** Opening Records to process block **

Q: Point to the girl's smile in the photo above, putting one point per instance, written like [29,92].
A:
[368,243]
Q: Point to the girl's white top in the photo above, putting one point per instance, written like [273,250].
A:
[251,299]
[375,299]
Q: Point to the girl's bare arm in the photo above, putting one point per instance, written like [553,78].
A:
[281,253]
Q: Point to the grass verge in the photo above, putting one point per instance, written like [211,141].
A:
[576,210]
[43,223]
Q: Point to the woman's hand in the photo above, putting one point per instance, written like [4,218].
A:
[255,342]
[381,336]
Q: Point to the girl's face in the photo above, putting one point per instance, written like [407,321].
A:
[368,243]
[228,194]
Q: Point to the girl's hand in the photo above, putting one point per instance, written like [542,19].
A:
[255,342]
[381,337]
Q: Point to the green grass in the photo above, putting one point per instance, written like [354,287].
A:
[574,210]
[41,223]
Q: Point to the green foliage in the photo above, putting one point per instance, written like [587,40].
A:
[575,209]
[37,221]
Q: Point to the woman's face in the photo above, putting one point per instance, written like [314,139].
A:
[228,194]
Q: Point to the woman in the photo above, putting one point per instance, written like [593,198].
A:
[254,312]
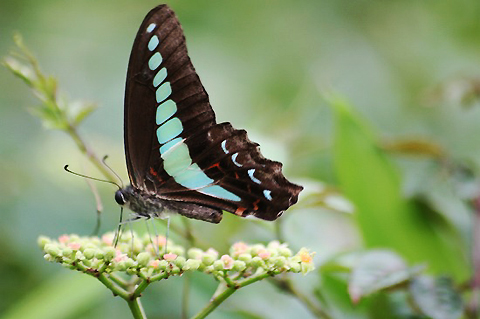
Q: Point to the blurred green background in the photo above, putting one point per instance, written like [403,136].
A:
[409,68]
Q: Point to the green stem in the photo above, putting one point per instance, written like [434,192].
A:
[85,149]
[136,308]
[115,288]
[118,280]
[140,288]
[214,303]
[225,291]
[287,286]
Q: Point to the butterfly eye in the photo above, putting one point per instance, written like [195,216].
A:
[120,198]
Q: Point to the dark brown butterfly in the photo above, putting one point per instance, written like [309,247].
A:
[178,158]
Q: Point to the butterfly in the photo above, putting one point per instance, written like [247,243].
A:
[179,159]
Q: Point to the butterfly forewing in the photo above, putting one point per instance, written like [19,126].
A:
[174,147]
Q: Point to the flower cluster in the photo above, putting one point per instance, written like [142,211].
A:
[146,257]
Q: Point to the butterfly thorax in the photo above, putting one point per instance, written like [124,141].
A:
[141,203]
[151,205]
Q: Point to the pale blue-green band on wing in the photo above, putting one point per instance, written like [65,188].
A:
[153,43]
[219,192]
[169,130]
[159,77]
[176,160]
[193,177]
[163,92]
[253,178]
[151,27]
[155,61]
[234,160]
[167,146]
[267,193]
[178,164]
[224,146]
[165,111]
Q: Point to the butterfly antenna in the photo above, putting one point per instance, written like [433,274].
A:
[131,235]
[119,228]
[104,161]
[153,242]
[89,177]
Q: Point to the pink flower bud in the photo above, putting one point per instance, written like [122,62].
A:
[169,257]
[264,254]
[227,262]
[74,246]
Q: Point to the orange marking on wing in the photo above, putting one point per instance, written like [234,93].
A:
[217,165]
[154,173]
[240,211]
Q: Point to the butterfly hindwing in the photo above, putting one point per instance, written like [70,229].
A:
[175,149]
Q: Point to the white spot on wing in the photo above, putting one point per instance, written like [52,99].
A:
[224,146]
[267,194]
[234,160]
[151,27]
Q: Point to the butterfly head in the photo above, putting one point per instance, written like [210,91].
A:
[121,197]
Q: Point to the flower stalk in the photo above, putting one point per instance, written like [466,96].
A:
[130,267]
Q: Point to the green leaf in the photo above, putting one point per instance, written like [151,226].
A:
[385,218]
[61,297]
[436,297]
[82,112]
[377,270]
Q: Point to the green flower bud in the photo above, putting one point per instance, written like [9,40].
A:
[52,250]
[143,259]
[295,267]
[88,245]
[79,256]
[120,266]
[191,264]
[285,252]
[67,252]
[175,270]
[245,258]
[99,254]
[278,261]
[239,265]
[195,253]
[208,259]
[129,262]
[218,265]
[109,253]
[179,261]
[307,267]
[42,241]
[163,265]
[256,248]
[89,253]
[257,262]
[178,250]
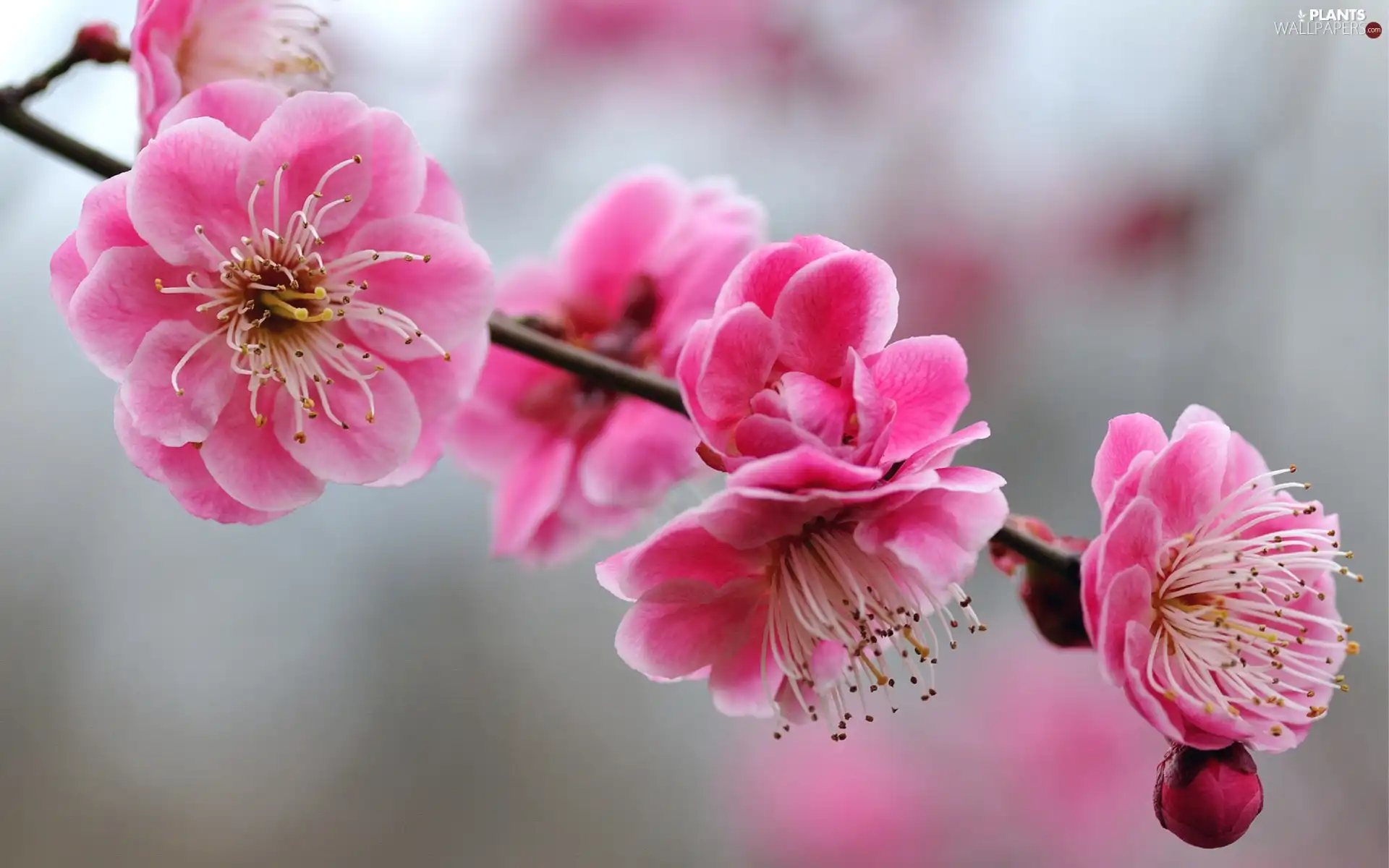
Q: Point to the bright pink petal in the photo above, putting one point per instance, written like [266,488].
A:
[681,626]
[441,196]
[1129,436]
[313,132]
[119,305]
[927,380]
[1185,478]
[250,464]
[449,297]
[187,178]
[241,104]
[187,414]
[530,495]
[663,441]
[835,303]
[106,221]
[365,451]
[610,239]
[736,362]
[66,270]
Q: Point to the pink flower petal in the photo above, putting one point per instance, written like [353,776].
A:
[250,464]
[1185,478]
[449,297]
[67,270]
[187,178]
[681,626]
[927,380]
[441,196]
[835,303]
[1129,436]
[365,451]
[106,221]
[312,132]
[185,416]
[666,442]
[736,362]
[525,499]
[241,104]
[119,305]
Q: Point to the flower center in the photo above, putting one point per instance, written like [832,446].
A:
[1231,605]
[263,39]
[279,309]
[839,614]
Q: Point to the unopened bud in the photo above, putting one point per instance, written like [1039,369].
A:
[1207,798]
[1052,599]
[101,43]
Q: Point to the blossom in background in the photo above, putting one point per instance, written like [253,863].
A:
[1209,592]
[798,353]
[797,587]
[573,460]
[178,46]
[305,249]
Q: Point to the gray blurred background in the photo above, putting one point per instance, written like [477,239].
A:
[1116,208]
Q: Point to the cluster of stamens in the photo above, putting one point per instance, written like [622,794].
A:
[277,306]
[824,588]
[1230,632]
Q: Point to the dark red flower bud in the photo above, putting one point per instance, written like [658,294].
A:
[1207,798]
[101,42]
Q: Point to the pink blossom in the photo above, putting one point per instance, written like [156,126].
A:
[178,46]
[634,271]
[1209,592]
[303,247]
[798,353]
[795,587]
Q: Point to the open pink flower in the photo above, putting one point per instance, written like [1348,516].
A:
[635,270]
[798,353]
[798,584]
[1209,592]
[178,46]
[305,249]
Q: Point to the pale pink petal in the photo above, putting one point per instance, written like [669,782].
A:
[312,132]
[205,383]
[66,270]
[241,104]
[250,464]
[681,626]
[927,380]
[365,451]
[835,303]
[530,495]
[1129,436]
[119,305]
[441,196]
[106,221]
[736,684]
[640,454]
[1185,478]
[736,362]
[608,242]
[449,297]
[187,178]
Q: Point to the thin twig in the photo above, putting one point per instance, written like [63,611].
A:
[507,332]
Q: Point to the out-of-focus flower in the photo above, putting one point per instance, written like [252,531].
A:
[1209,592]
[178,46]
[635,270]
[1207,798]
[798,353]
[1053,600]
[795,587]
[303,249]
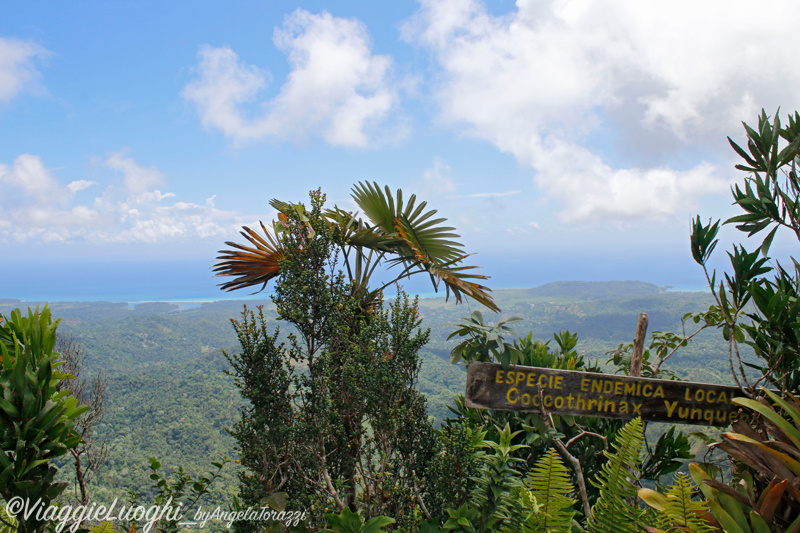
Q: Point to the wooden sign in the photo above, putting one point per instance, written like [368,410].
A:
[566,392]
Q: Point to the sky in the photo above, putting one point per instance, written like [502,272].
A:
[564,139]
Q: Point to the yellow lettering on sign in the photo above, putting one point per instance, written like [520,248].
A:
[516,397]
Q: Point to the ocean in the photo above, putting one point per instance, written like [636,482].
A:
[193,280]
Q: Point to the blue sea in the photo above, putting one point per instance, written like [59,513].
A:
[193,280]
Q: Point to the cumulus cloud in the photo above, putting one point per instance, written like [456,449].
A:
[36,207]
[336,86]
[549,81]
[17,69]
[437,179]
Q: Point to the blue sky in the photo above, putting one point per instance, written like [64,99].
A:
[565,139]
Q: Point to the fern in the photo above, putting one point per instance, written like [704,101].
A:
[677,512]
[8,524]
[549,484]
[496,483]
[104,527]
[680,510]
[616,509]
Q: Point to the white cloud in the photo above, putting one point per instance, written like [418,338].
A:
[437,179]
[17,70]
[35,207]
[547,80]
[79,185]
[336,86]
[489,194]
[29,176]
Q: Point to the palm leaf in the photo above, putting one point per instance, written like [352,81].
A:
[250,265]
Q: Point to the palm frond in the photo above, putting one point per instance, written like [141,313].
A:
[250,265]
[443,269]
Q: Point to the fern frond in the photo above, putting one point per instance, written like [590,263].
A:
[680,512]
[105,526]
[549,484]
[616,510]
[8,524]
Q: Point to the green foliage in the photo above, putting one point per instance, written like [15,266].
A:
[496,483]
[35,419]
[264,378]
[349,522]
[334,419]
[103,527]
[395,232]
[182,491]
[615,509]
[454,466]
[740,508]
[8,524]
[549,483]
[769,200]
[677,511]
[485,341]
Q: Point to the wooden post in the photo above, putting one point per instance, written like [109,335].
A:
[638,345]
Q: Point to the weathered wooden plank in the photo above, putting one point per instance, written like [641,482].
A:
[568,392]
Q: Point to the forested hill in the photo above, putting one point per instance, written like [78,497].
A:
[169,397]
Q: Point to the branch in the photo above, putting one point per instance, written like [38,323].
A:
[582,433]
[562,449]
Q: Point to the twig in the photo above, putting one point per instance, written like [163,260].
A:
[562,449]
[582,433]
[419,498]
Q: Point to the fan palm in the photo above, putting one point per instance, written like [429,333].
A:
[394,233]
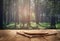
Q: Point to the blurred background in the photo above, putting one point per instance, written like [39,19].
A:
[31,14]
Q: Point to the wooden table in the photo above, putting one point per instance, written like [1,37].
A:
[36,34]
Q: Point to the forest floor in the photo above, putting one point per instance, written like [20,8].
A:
[11,35]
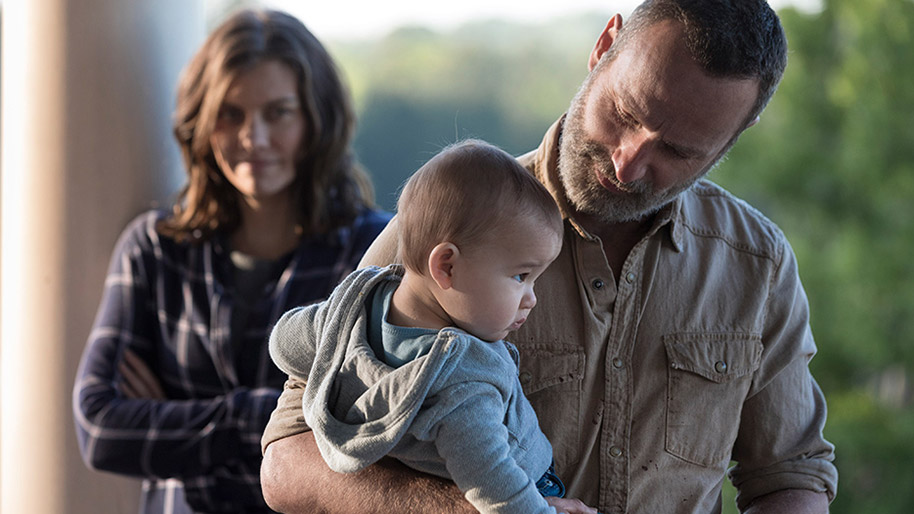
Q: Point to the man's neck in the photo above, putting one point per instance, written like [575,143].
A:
[618,238]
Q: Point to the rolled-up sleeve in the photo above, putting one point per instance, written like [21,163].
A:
[780,443]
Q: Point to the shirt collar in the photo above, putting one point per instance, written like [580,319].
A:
[543,162]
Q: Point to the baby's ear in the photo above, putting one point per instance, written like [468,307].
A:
[441,264]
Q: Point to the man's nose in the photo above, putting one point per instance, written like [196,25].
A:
[632,156]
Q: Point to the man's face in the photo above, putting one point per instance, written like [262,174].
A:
[646,126]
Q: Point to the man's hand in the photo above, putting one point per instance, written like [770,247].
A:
[296,480]
[570,505]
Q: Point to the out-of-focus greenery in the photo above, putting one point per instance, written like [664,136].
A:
[417,90]
[832,162]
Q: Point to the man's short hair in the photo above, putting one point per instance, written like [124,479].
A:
[461,195]
[741,39]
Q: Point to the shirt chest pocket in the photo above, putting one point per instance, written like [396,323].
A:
[708,378]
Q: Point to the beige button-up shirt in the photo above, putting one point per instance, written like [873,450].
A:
[649,385]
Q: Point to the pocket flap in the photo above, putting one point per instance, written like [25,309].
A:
[716,357]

** Closing Records to process block **

■ What is expected
Determine the number of lines in the data that contain "sign" as a word or string, and state only that number.

■ Result of this task
2